Set problem 1 >> In the gas-fitting text, how many recording dials does an ordinary house meter have?

Text extract >>
##############################

[Illustration: FIG. 77.--Gas-meter dials.]
The reading of the dials on a gas meter comes in the province of the plumber and he should be able to read them. The sketch shows the dial plate of a meter. The ordinary house meter has only three recording dials. Large meters have five or more. To read the amount of gas consumed according to the meter we will read the dials as they are indicated on Fig. 77. We will call the four dials No. 1, No. 2, No. 3 and No. 4. In each of these dials a complete revolution of the index hand denotes 1,000, 10,000, 100,000 and 1,000,000, cubic feet respectively. The index hands on No. 1 and No. 3 revolve in the same direction, while No. 2 and No. 4 revolve in the opposite direction. Two ciphers are added to the figures that are indicated on the dials and the statement of the meter will be had. To tell just how much gas has been consumed in a given time, the statement of the meter is taken at the beginning of this given time and at the end of the time. The difference in the figures indicates the number of cubic feet of gas that have been consumed. A gas cock should be placed on the house side of the meter. The dials of meter read 658,800 cubic feet. The dial having the highest number is read first No. 4 dial points to 6, this indicates that No. 3 dial has revolved 6 times. Dial No. 3 reads 5, therefore the reading of dial No. 3 and No. 4 is 65. Dial No. 2 reads 8 making the readings of the three dials 658. Dial No. 1 reads 8 making the readings of the four dials 6588 add two ciphers to this figure and 658,800 is the correct reading.
[Illustration: FIG. 78.]
[Illustration: FIG. 79.]
PIPE AND FITTINGS.--The pipe used in gas fitting is wrought iron or steel. In special places, rubber hose is used. Brass pipe is occasionally used to advantage. The fittings used in iron pipe gas work should be galvanized. No plain fittings should be allowed. The plain fittings very often have sand holes in them and a leak will result. Sometimes this leak does not appear until after the piping has been in use some time and the expense of replacing the fitting can only be guessed at. By using galvanized fittings, this trouble will be eliminated. All fittings used should be of the beaded type.
The fitting and measurement of this work is practically the same as described under iron pipe work. To have the beginner get a clearer idea of gas-piping a building, the piping of the small building sketched will be gone over in detail and studied. One of the first important steps that a gas fitter is confronted with is the locating of the various lights and openings. With these located as shown on the plan, Figs. 78, 79 and 80, we will proceed to work out the piping. The first floor rise will be 1-inch, the second floor will be 1-inch. The horizontal pipe supplying the first floor outlets will be 3/4-inch pipe. The horizontal pipe on the second floor will be 3/4-inch. The balance of the pipe will be 3/8- or 1/2-inch. At this point your attention is called to the sketch of piping, sizes, and measurements. This sketch should be studied and understood in detail. The good mechanic will employ a sketch of this kind when installing any piping. The poor mechanic will take two or three measurements and get them out, put them in, and then get some more. This method is extremely costly and unworkmanlike.

##############################

Records >>
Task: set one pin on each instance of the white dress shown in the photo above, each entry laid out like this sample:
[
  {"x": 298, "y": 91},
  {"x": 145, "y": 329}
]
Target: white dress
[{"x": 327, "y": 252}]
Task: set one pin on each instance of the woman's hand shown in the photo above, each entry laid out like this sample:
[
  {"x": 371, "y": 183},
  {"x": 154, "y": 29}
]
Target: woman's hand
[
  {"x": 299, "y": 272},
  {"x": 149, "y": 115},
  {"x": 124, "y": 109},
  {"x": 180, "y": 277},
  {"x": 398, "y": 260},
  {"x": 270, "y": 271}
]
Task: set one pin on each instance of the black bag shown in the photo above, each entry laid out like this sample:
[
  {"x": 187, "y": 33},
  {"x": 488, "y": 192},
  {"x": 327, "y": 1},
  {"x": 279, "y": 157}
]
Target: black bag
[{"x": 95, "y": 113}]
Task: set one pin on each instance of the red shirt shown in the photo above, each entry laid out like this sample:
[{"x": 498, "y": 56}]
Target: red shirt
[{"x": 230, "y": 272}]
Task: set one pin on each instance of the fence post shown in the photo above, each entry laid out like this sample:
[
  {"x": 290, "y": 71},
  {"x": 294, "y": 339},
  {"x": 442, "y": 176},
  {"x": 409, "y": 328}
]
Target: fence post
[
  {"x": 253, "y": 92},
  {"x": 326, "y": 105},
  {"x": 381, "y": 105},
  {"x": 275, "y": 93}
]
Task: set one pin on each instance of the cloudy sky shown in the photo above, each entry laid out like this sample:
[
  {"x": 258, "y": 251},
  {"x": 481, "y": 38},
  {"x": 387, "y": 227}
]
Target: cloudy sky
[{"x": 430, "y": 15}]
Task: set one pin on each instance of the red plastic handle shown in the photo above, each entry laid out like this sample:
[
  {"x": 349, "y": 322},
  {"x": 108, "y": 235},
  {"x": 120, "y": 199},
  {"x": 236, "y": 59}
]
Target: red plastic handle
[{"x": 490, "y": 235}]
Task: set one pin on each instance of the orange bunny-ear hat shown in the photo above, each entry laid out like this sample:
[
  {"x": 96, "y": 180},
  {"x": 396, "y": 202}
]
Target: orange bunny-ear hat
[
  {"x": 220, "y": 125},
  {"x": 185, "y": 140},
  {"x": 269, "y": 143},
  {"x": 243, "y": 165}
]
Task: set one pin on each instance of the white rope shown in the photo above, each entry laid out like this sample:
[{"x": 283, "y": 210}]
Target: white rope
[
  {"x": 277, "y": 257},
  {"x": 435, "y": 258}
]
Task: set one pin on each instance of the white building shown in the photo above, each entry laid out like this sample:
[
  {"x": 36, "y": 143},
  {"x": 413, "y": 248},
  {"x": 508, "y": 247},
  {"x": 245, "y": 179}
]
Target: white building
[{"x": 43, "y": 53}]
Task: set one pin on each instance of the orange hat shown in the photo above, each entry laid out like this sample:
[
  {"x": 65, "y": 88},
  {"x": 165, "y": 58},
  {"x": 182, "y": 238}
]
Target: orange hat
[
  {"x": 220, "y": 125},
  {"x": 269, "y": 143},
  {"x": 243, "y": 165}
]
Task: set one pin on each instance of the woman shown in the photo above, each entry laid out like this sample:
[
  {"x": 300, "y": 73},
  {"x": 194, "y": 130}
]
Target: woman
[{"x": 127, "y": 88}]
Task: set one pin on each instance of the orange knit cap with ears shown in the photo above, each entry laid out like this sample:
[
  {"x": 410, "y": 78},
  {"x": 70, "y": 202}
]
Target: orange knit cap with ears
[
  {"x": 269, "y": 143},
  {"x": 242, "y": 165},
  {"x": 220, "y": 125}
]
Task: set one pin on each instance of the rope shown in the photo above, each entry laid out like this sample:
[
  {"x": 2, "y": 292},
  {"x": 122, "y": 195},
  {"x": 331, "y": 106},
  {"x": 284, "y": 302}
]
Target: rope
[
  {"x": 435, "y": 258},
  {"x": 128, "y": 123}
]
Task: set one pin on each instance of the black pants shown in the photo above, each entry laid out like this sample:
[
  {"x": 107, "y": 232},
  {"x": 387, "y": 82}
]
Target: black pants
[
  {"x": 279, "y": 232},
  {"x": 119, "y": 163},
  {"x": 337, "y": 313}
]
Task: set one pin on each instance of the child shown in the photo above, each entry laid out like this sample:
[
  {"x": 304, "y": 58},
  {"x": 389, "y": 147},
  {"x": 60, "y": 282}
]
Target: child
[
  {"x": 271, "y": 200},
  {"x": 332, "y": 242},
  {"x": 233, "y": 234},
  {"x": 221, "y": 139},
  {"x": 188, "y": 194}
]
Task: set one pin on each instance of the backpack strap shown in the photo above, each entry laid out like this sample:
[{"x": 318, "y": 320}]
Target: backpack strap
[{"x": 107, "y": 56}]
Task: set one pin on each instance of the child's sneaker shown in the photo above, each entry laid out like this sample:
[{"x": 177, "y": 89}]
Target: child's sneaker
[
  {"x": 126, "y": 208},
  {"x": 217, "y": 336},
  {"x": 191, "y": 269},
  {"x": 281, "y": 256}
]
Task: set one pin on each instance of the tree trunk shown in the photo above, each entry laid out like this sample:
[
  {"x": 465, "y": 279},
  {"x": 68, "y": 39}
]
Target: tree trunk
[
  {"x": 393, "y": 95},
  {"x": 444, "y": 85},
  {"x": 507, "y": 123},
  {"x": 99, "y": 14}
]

##############################

Set problem 2 >> Turn the lines of the records, from the line containing "Task: set one pin on each instance of the orange knit" up to and including the last line of the records, into a numbered list, skipping any blank lines.

Complete response 1 >> Three.

Complete response 2 >>
1. Task: set one pin on each instance of the orange knit cap with ears shown in the photo above, each entry laid out like this sample:
2. [
3.   {"x": 410, "y": 78},
4.   {"x": 70, "y": 202}
5. ]
6. Target: orange knit cap with ears
7. [
8.   {"x": 269, "y": 143},
9.   {"x": 242, "y": 165},
10.   {"x": 220, "y": 125}
11. ]
12. Task: set one pin on each instance of the rope shown in the photo above, each entry laid out like this sample:
13. [
14.   {"x": 2, "y": 292},
15.   {"x": 122, "y": 195},
16.   {"x": 331, "y": 106},
17.   {"x": 284, "y": 302}
18. ]
19. Target: rope
20. [
21.   {"x": 435, "y": 258},
22.   {"x": 128, "y": 123}
23. ]
24. Task: set one pin on each instance of the black pants shown in the photo above, each entry laid out like this sample:
25. [
26.   {"x": 107, "y": 232},
27.   {"x": 387, "y": 82}
28. ]
29. Target: black pants
30. [
31.   {"x": 279, "y": 232},
32.   {"x": 119, "y": 163},
33.   {"x": 337, "y": 313}
34. ]
35. Task: set one pin on each instance of the child shown in the photo above, each entry laid out like this sample:
36. [
37.   {"x": 304, "y": 58},
38.   {"x": 389, "y": 147},
39.   {"x": 60, "y": 282}
40. ]
41. Target: child
42. [
43.   {"x": 271, "y": 200},
44.   {"x": 332, "y": 242},
45.   {"x": 233, "y": 234},
46.   {"x": 221, "y": 139},
47.   {"x": 188, "y": 194}
48. ]
49. Task: set one pin on each instance of the backpack strap shown in the photo above, each entry laid out like this sample:
50. [{"x": 318, "y": 320}]
51. Target: backpack strap
52. [{"x": 107, "y": 56}]
53. Task: set one pin on each instance of the child's sneaker shown in the photo above, each entry laid out like this sample:
54. [{"x": 177, "y": 89}]
55. Target: child's sneaker
56. [
57.   {"x": 126, "y": 208},
58.   {"x": 217, "y": 336},
59.   {"x": 191, "y": 269},
60.   {"x": 281, "y": 256}
61. ]
62. Task: set one pin on each instance of the tree trunk shown in the photo above, each entry laid out like this sample:
63. [
64.   {"x": 465, "y": 279},
65.   {"x": 68, "y": 39}
66. ]
67. Target: tree trunk
68. [
69.   {"x": 393, "y": 95},
70.   {"x": 444, "y": 85},
71.   {"x": 507, "y": 123},
72.   {"x": 99, "y": 14}
73. ]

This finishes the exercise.